_Short exercise_
Starting at the line that contains "Practice. Put a dot on the wicker" and ending at the last line of the items, write every line out again, request included, with each x and y coordinate in the answers multiplied by 1.65 and rounded to a whole number, halves up. Do this for those lines only.

━━━━━ Material to process ━━━━━

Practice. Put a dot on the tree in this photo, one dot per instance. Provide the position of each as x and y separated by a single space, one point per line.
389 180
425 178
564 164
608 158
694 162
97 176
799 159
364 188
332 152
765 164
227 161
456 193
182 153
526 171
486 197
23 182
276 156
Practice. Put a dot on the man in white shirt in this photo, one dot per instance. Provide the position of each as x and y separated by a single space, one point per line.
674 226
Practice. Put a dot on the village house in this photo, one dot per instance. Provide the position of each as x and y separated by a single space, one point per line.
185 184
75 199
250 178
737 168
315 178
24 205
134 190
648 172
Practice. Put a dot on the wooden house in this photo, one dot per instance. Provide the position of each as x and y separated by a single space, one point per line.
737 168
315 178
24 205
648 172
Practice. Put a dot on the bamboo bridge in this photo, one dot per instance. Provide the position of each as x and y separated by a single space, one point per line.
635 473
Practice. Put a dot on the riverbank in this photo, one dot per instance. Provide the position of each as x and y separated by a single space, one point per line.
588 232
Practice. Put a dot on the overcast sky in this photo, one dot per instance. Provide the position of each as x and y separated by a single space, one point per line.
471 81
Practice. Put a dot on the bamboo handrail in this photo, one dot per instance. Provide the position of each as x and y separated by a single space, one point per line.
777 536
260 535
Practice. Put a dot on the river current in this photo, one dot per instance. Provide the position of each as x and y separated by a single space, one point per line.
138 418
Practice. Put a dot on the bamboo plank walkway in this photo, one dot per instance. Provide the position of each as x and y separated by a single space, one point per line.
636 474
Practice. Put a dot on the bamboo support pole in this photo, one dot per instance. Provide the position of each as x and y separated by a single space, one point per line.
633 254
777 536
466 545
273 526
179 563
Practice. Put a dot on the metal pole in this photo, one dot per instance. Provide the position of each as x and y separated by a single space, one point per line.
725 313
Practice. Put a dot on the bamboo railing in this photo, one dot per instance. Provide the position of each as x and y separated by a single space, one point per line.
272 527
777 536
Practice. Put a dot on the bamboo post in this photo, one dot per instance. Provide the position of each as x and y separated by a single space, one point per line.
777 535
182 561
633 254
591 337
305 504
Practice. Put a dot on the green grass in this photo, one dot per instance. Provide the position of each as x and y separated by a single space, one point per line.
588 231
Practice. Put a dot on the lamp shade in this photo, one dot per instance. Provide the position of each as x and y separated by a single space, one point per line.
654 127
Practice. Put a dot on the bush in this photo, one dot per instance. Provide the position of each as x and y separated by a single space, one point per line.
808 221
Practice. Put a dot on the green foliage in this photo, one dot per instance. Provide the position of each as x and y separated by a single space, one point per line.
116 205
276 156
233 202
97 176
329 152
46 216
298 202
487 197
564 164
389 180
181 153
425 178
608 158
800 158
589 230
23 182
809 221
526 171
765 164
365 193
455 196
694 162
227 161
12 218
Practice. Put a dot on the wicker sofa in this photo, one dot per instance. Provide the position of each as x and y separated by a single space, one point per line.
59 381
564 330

━━━━━

_Task result_
Practice. Put a dot on the wicker sofa in this photo, one dot per instance. Provide the position of each as x and y separated by a single space, one point per line.
97 629
931 545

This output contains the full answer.